# Instructions to follow
Recast every line of the listing below as a JSON list of strings, one string per line, with blank lines left out.

# Data section
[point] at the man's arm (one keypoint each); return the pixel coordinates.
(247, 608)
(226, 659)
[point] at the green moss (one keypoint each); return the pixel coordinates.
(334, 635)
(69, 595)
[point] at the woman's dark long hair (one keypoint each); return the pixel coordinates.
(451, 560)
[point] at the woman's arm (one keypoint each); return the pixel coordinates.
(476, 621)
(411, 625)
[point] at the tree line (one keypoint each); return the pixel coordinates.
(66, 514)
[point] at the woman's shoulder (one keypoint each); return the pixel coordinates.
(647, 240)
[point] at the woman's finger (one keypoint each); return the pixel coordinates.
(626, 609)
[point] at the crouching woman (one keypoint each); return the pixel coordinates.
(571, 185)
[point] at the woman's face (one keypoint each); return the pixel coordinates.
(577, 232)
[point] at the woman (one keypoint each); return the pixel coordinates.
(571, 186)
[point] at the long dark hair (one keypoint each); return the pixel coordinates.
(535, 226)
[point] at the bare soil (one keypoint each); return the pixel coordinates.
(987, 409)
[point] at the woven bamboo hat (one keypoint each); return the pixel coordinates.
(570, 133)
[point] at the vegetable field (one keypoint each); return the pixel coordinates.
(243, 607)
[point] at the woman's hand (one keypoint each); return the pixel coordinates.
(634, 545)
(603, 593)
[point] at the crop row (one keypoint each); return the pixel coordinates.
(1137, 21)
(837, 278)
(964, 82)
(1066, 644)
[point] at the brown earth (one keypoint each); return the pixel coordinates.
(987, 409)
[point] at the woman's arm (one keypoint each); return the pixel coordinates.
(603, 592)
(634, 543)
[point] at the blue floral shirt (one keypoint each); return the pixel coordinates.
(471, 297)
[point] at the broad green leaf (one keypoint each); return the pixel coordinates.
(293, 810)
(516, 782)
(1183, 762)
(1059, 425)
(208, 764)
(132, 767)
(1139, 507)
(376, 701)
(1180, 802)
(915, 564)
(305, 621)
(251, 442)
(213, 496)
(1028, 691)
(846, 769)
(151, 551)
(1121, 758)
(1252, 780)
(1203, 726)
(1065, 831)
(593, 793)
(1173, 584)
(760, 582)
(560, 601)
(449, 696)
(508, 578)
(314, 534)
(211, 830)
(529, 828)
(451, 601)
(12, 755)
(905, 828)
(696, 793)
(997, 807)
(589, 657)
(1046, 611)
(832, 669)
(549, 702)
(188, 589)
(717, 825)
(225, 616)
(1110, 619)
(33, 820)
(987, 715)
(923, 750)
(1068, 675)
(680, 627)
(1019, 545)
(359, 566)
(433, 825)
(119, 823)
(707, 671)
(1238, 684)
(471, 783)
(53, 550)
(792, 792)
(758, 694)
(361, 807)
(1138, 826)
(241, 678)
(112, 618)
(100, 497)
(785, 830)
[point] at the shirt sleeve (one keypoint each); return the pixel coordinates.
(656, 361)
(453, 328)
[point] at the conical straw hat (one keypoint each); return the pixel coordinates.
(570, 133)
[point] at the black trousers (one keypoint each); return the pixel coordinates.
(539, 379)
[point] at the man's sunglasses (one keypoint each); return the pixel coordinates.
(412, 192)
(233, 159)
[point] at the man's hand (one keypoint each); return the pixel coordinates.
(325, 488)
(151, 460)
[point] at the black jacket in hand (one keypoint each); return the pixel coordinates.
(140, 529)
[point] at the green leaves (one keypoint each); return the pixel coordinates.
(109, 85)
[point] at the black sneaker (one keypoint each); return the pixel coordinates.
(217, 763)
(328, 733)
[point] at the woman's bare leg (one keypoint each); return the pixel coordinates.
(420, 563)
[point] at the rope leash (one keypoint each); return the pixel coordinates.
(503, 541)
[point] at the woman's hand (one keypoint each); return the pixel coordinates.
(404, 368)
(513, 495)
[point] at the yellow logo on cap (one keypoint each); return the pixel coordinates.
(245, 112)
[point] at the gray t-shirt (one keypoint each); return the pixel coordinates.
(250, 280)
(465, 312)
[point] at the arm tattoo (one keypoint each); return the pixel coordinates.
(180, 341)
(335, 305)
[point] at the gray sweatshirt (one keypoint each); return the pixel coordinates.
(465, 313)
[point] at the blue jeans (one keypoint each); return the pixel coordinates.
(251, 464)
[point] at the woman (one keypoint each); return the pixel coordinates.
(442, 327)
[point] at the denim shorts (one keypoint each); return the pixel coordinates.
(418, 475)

# Exercise answer
[
  "[point] at the man's arm (one keypoint each); return the pixel coordinates.",
  "(247, 608)",
  "(226, 659)",
  "[point] at the green moss (one keypoint each); return the pixel coordinates.",
  "(334, 635)",
  "(69, 595)",
  "[point] at the woman's dark long hair (one keypoint each); return the pixel coordinates.",
  "(451, 560)",
  "[point] at the woman's arm (one keypoint each); return the pixel coordinates.",
  "(476, 621)",
  "(411, 625)",
  "[point] at the tree line (one keypoint each); return the pixel coordinates.",
  "(66, 514)",
  "[point] at the woman's shoulder (one keypoint each); return the pixel coordinates.",
  "(647, 240)",
  "[point] at the woman's finger (one keypoint each); return the pixel coordinates.",
  "(626, 609)",
  "[point] at the crouching woman (one keypoint each); return the pixel coordinates.",
  "(571, 185)",
  "[point] at the woman's face (one keypoint each); return the pixel coordinates.",
  "(577, 232)",
  "[point] at the woman (one keypoint each); return the pixel coordinates.",
  "(571, 186)",
  "[point] at the long dark hair (one keypoint each); return the pixel coordinates.",
  "(535, 226)",
  "[point] at the bare soil (one keypoint each); return the pixel coordinates.",
  "(987, 409)",
  "[point] at the woven bamboo hat (one keypoint each); return the pixel coordinates.",
  "(570, 133)",
  "[point] at the vegetable field (one keypoint each); return the pixel coordinates.",
  "(243, 607)",
  "[point] at the woman's hand (one keypoint each); return the pixel coordinates.",
  "(634, 545)",
  "(603, 593)",
  "[point] at the crop row (one keypoint each); return the pixel coordinates.",
  "(1137, 21)",
  "(837, 278)",
  "(964, 82)",
  "(1066, 644)",
  "[point] at the brown earth (one keypoint each); return the pixel coordinates.",
  "(987, 409)",
  "[point] at the woman's arm (one keypoint each); return the pixel coordinates.",
  "(603, 592)",
  "(634, 543)",
  "[point] at the blue floral shirt (one keypoint each); return the pixel coordinates.",
  "(471, 297)",
  "[point] at the broad green leaf (one keypoint each); return the pixel coordinates.",
  "(293, 810)",
  "(516, 782)",
  "(1183, 762)",
  "(1059, 425)",
  "(208, 764)",
  "(132, 767)",
  "(1139, 507)",
  "(376, 701)",
  "(1180, 802)",
  "(915, 564)",
  "(305, 621)",
  "(251, 442)",
  "(213, 496)",
  "(1028, 691)",
  "(846, 769)",
  "(151, 551)",
  "(1121, 758)",
  "(1252, 780)",
  "(1203, 726)",
  "(1065, 831)",
  "(593, 793)",
  "(1173, 584)",
  "(760, 582)",
  "(560, 601)",
  "(449, 696)",
  "(508, 578)",
  "(314, 534)",
  "(211, 830)",
  "(529, 828)",
  "(451, 601)",
  "(12, 755)",
  "(905, 828)",
  "(696, 793)",
  "(997, 807)",
  "(589, 657)",
  "(1046, 611)",
  "(832, 669)",
  "(549, 702)",
  "(188, 589)",
  "(717, 825)",
  "(225, 616)",
  "(1110, 619)",
  "(33, 820)",
  "(987, 715)",
  "(923, 750)",
  "(1068, 675)",
  "(680, 627)",
  "(1019, 545)",
  "(359, 566)",
  "(433, 825)",
  "(119, 823)",
  "(707, 671)",
  "(1238, 684)",
  "(471, 783)",
  "(53, 550)",
  "(792, 792)",
  "(758, 694)",
  "(361, 807)",
  "(1138, 826)",
  "(241, 678)",
  "(112, 618)",
  "(100, 497)",
  "(785, 830)",
  "[point] at the shirt sleeve (one keypoint each); return the pixel coordinates.",
  "(656, 361)",
  "(453, 328)",
  "[point] at the conical straw hat (one keypoint each); return the pixel coordinates.",
  "(570, 133)",
  "[point] at the black trousers (one keypoint each); return the pixel coordinates.",
  "(539, 379)",
  "[point] at the man's sunglasses (one keypoint each); return the pixel coordinates.",
  "(412, 192)",
  "(233, 159)",
  "[point] at the man's hand (one keypoint each); return the pixel coordinates.",
  "(325, 488)",
  "(151, 460)",
  "[point] at the black jacket in hand (one keypoint each); return the pixel coordinates.",
  "(140, 529)",
  "[point] at the green leaves (one keypoint each); return the pixel coordinates.",
  "(109, 85)",
  "[point] at the black sneaker (one keypoint each); return the pixel coordinates.",
  "(217, 763)",
  "(328, 733)",
  "[point] at the woman's bare leg (one keypoint each); return the pixel coordinates.",
  "(420, 563)",
  "[point] at the rope leash (one keypoint each); return the pixel coordinates.",
  "(503, 541)",
  "[point] at the woman's hand (one keypoint each); return the pixel coordinates.",
  "(404, 368)",
  "(513, 495)",
  "[point] at the yellow logo on cap (one keypoint each); return the pixel coordinates.",
  "(245, 112)",
  "[point] at the gray t-shirt (one keypoint each); return the pixel coordinates.",
  "(250, 280)",
  "(465, 312)",
  "[point] at the arm tattoo (one keypoint each); return the pixel coordinates.",
  "(180, 341)",
  "(335, 305)",
  "[point] at the gray sweatshirt (one keypoint each); return the pixel coordinates.",
  "(465, 313)",
  "[point] at the blue jeans (one keypoint each); return the pixel coordinates.",
  "(251, 464)",
  "[point] at the woman (one keypoint each); return the pixel coordinates.",
  "(442, 327)",
  "[point] at the denim shorts (one keypoint each); return the pixel coordinates.",
  "(418, 475)"
]